▶ _WHAT IS REQUIRED_: In the entries below, find each line with the word "band" and pull it out.

▶ _PROVIDED DATA_:

>>>>>

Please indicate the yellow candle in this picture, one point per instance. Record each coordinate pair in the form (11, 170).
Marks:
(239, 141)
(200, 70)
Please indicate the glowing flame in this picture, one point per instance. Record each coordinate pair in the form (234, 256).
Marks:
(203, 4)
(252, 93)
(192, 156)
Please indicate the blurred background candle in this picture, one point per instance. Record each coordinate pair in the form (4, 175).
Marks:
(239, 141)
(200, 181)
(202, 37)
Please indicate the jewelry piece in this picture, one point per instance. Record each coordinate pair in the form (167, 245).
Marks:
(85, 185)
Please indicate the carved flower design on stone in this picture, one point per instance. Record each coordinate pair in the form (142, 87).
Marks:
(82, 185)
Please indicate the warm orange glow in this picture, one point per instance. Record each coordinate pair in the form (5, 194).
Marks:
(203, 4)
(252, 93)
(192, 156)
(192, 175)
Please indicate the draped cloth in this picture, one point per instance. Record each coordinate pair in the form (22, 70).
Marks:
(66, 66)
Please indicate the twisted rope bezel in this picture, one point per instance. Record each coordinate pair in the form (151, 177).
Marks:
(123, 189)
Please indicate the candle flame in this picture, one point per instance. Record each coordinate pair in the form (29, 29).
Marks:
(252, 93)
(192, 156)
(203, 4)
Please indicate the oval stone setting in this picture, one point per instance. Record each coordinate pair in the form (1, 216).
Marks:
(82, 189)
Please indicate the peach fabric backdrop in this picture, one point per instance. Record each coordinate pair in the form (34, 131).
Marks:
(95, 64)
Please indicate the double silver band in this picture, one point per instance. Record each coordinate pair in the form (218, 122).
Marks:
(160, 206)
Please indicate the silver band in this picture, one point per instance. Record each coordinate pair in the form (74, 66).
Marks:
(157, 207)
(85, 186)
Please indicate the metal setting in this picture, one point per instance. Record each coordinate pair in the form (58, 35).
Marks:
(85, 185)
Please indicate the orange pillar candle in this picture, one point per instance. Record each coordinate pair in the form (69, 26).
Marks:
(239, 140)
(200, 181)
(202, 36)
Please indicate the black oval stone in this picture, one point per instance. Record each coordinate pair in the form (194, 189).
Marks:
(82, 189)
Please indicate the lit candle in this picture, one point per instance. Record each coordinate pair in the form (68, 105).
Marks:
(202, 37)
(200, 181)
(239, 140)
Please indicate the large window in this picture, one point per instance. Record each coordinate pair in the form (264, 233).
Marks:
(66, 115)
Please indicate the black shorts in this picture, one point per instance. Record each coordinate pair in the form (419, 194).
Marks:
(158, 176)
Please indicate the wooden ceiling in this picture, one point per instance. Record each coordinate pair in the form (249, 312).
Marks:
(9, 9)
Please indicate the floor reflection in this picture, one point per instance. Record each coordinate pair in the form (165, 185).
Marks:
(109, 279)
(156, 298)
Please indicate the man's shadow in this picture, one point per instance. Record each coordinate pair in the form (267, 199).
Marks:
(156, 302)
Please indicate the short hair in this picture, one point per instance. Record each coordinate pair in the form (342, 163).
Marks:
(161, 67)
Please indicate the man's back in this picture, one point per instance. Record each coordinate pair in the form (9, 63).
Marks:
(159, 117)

<<<<<

▶ _EXPECTED OUTPUT_:
Please indicate the double silver band in this picture, one point per instance. Record each coordinate pair in the form (218, 122).
Please indicate the silver band in this picture, one point per instance. Record each coordinate pair in the form (74, 66).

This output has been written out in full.